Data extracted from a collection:
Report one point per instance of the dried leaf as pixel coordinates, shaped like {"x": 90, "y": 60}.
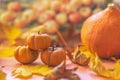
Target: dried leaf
{"x": 28, "y": 71}
{"x": 12, "y": 33}
{"x": 96, "y": 65}
{"x": 6, "y": 51}
{"x": 61, "y": 72}
{"x": 2, "y": 75}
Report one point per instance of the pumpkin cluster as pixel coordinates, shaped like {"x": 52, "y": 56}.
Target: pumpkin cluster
{"x": 39, "y": 43}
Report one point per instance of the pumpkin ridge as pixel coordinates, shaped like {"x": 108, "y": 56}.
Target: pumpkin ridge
{"x": 100, "y": 33}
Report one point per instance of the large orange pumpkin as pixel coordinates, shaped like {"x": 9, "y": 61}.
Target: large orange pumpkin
{"x": 25, "y": 55}
{"x": 101, "y": 32}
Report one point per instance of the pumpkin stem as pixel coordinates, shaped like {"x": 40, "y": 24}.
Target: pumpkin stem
{"x": 63, "y": 40}
{"x": 111, "y": 5}
{"x": 39, "y": 32}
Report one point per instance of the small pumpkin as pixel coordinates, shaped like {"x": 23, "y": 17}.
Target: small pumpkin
{"x": 38, "y": 41}
{"x": 25, "y": 55}
{"x": 101, "y": 32}
{"x": 53, "y": 56}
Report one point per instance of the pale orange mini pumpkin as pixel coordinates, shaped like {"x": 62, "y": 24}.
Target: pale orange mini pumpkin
{"x": 101, "y": 32}
{"x": 25, "y": 55}
{"x": 38, "y": 41}
{"x": 53, "y": 56}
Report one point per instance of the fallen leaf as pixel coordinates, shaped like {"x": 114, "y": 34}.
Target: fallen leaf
{"x": 2, "y": 75}
{"x": 6, "y": 51}
{"x": 28, "y": 71}
{"x": 95, "y": 64}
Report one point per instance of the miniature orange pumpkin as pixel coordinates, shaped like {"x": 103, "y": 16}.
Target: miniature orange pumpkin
{"x": 38, "y": 41}
{"x": 53, "y": 56}
{"x": 15, "y": 6}
{"x": 25, "y": 55}
{"x": 101, "y": 32}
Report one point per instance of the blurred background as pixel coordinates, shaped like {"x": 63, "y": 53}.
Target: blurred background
{"x": 20, "y": 18}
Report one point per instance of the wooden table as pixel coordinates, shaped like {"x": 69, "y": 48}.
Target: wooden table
{"x": 9, "y": 64}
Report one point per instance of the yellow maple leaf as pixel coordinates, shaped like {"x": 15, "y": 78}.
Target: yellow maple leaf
{"x": 12, "y": 33}
{"x": 6, "y": 51}
{"x": 2, "y": 75}
{"x": 28, "y": 71}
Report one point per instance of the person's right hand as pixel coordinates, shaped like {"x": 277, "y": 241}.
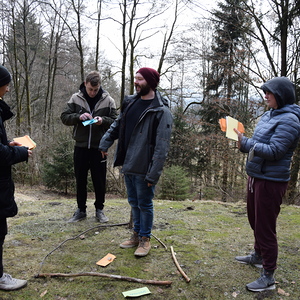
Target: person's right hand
{"x": 85, "y": 116}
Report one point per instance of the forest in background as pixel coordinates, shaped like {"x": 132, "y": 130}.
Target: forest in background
{"x": 212, "y": 63}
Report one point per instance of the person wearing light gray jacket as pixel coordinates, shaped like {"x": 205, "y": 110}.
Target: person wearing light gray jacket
{"x": 268, "y": 166}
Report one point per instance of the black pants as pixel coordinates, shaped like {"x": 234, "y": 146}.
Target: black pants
{"x": 263, "y": 206}
{"x": 85, "y": 160}
{"x": 3, "y": 232}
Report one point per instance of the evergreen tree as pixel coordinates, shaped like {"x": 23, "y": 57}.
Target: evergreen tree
{"x": 175, "y": 184}
{"x": 58, "y": 170}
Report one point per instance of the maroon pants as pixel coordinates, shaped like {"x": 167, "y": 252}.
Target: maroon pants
{"x": 264, "y": 198}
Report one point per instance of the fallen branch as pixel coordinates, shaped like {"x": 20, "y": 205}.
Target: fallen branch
{"x": 159, "y": 241}
{"x": 178, "y": 267}
{"x": 131, "y": 279}
{"x": 73, "y": 238}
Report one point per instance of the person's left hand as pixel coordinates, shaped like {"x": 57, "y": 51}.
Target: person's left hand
{"x": 13, "y": 143}
{"x": 99, "y": 120}
{"x": 240, "y": 136}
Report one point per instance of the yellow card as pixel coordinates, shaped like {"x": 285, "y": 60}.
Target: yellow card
{"x": 26, "y": 141}
{"x": 231, "y": 123}
{"x": 107, "y": 259}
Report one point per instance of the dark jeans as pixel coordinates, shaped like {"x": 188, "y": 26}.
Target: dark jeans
{"x": 264, "y": 198}
{"x": 3, "y": 232}
{"x": 140, "y": 199}
{"x": 85, "y": 160}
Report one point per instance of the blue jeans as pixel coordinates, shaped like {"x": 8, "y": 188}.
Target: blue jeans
{"x": 140, "y": 199}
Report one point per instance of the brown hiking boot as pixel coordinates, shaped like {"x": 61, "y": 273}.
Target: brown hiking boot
{"x": 143, "y": 247}
{"x": 132, "y": 242}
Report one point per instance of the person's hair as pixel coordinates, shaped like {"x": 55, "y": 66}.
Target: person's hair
{"x": 94, "y": 78}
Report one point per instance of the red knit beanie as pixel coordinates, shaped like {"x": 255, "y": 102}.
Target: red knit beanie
{"x": 151, "y": 76}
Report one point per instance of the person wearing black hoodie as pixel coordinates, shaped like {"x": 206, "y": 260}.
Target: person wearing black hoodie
{"x": 94, "y": 104}
{"x": 268, "y": 167}
{"x": 10, "y": 153}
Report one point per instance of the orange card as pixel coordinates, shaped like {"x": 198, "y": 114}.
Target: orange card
{"x": 26, "y": 141}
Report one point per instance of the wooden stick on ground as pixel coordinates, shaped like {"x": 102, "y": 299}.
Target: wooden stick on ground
{"x": 75, "y": 237}
{"x": 144, "y": 281}
{"x": 178, "y": 267}
{"x": 159, "y": 241}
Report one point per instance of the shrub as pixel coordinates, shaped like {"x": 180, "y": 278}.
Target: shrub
{"x": 58, "y": 170}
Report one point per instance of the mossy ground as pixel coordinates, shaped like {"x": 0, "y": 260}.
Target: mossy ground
{"x": 205, "y": 235}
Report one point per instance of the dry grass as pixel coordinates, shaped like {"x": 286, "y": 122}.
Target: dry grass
{"x": 206, "y": 236}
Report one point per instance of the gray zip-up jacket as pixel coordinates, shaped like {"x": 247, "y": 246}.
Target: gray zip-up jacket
{"x": 89, "y": 136}
{"x": 149, "y": 143}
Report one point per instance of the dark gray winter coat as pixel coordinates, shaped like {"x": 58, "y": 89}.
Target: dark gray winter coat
{"x": 149, "y": 143}
{"x": 8, "y": 156}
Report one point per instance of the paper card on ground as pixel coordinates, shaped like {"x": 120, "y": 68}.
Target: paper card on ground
{"x": 136, "y": 293}
{"x": 26, "y": 141}
{"x": 107, "y": 259}
{"x": 89, "y": 122}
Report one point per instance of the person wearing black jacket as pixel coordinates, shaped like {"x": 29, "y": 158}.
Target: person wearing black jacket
{"x": 10, "y": 153}
{"x": 143, "y": 130}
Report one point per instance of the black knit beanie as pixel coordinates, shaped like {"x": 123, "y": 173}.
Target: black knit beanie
{"x": 5, "y": 76}
{"x": 151, "y": 76}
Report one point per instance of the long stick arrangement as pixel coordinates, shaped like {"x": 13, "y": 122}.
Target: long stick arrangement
{"x": 75, "y": 237}
{"x": 131, "y": 279}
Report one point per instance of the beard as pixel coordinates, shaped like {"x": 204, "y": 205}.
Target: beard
{"x": 144, "y": 89}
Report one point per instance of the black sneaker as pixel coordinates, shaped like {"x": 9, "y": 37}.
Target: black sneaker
{"x": 265, "y": 282}
{"x": 252, "y": 259}
{"x": 78, "y": 216}
{"x": 100, "y": 216}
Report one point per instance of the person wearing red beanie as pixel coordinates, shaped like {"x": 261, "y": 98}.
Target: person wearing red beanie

* Task goal
Retype only the stretch of lines above starting at the one with "Target: dry grass" and stopping at the one with "Report one point per instance of the beard", exactly as written, with both kept.

* Output for this exercise
Target: dry grass
{"x": 206, "y": 236}
Report one point per instance of the gray zip-up jacket as pixel coordinates, shaped like {"x": 247, "y": 246}.
Target: gray zip-up jacket
{"x": 89, "y": 136}
{"x": 149, "y": 143}
Report one point per instance of the dark gray winter coat as pixel coordinates, shaped like {"x": 58, "y": 89}.
Target: dark gray winter coat
{"x": 149, "y": 143}
{"x": 8, "y": 156}
Report one point per instance of the paper card on ground as pixel coordinates, shaped like {"x": 120, "y": 68}.
Target: paper card on ground
{"x": 136, "y": 293}
{"x": 26, "y": 141}
{"x": 107, "y": 259}
{"x": 89, "y": 122}
Report one point per instance of the person wearing black jacket as pixel coordinates, shaped like {"x": 29, "y": 158}.
Target: person wearing black jacket
{"x": 10, "y": 153}
{"x": 143, "y": 130}
Report one point per instance of the black knit beanie as pixel coordinates, shaped like {"x": 123, "y": 173}.
Target: black knit beanie
{"x": 5, "y": 76}
{"x": 151, "y": 76}
Report one point per instance of the long stick arrangement as pixel coordinates, shaped like {"x": 13, "y": 122}.
Target: long stick arrangement
{"x": 75, "y": 237}
{"x": 131, "y": 279}
Report one point per instance of the beard as pixel coordinates, shaped like {"x": 204, "y": 205}.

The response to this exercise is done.